EXERCISE REQUIREMENTS
Write out the rows below again, swapping each "Annotation task" for "Labeling task" and changing nothing else. Leave the pictures out.

LISTED RECORDS
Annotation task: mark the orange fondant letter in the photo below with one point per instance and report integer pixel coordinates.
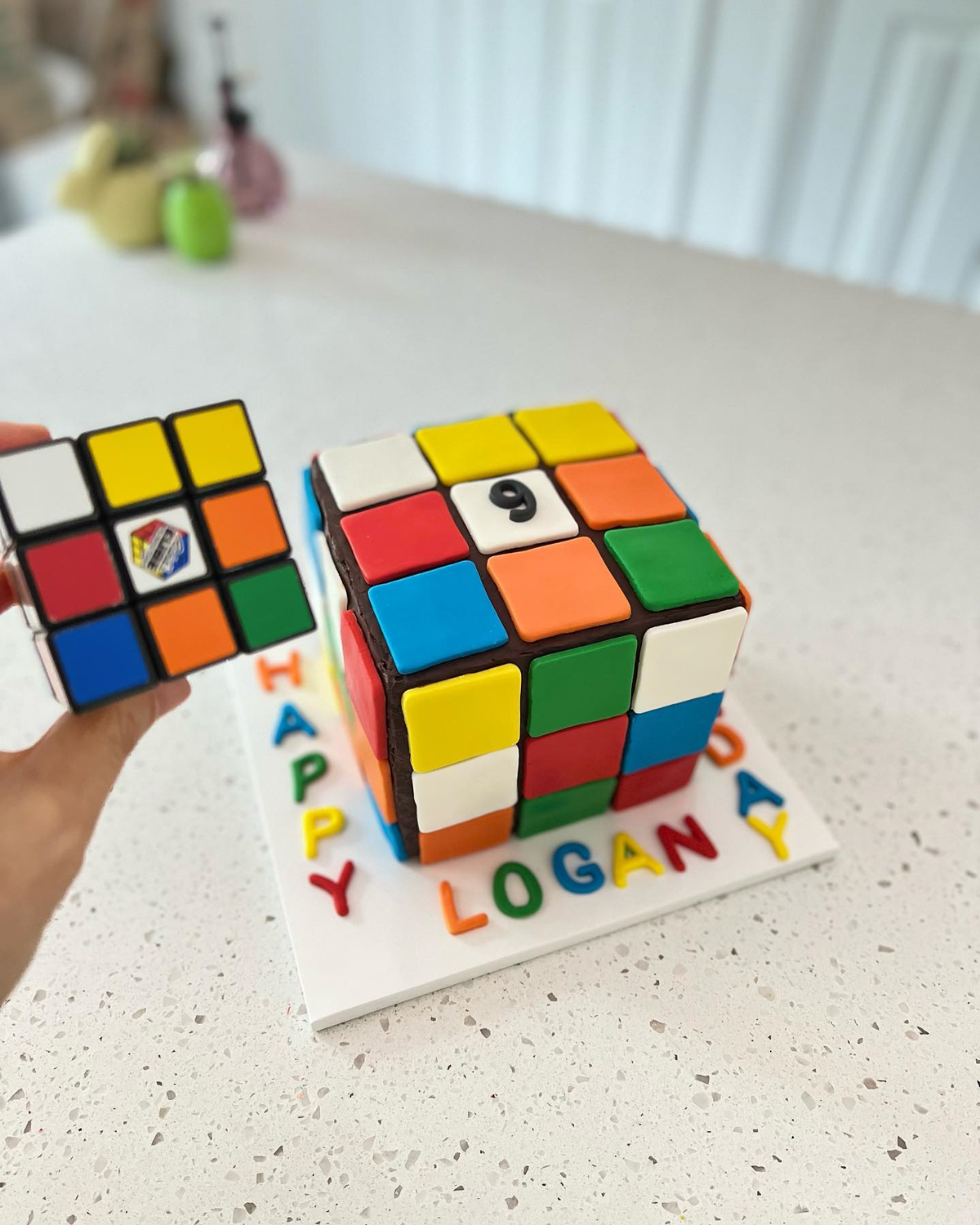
(455, 925)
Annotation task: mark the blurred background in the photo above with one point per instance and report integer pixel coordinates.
(837, 136)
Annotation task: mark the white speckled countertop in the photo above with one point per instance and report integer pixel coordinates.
(805, 1049)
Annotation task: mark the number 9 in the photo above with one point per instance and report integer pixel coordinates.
(512, 495)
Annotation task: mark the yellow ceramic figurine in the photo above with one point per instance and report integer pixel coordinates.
(122, 201)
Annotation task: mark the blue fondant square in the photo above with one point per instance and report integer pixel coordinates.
(391, 832)
(100, 659)
(438, 615)
(676, 730)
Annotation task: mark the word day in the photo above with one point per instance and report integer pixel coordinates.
(516, 889)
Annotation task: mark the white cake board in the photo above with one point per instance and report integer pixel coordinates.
(394, 943)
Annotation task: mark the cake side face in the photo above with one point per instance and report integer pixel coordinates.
(529, 624)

TASK RESULT
Labeling task: mark the orange fondant letter in the photo below with one point per instance and report integer pixel coordinates.
(455, 925)
Labeling task: mark the blurred background in the photo above with one point per instance and report integer pixel coordinates.
(837, 136)
Labeling task: mark the white speckled countertop in the photo above with one point per instance and report integer pixel coordinates.
(805, 1049)
Labeling task: mark the number 9 in the photo above with one point per instance and report integer pixel coordinates.
(512, 495)
Labeling task: mark the yellow ceramic figurine in the photo above with one point per instance and report integer pixel coordinates.
(122, 201)
Labeling task: mark the blue fondant square in the photo above with one point per instance and report integer pixel coordinates.
(391, 832)
(100, 659)
(438, 615)
(676, 730)
Labeling task: mark the word day in the photo above with one point per instance and report integer pixel coordinates.
(516, 889)
Labeling task: mark the white cake board in the photo above with one point per instance and report integer pixel coordinates.
(394, 943)
Labeling task: mark the cake side face in the photo above with one point per instance and report integer pixel coordinates.
(529, 624)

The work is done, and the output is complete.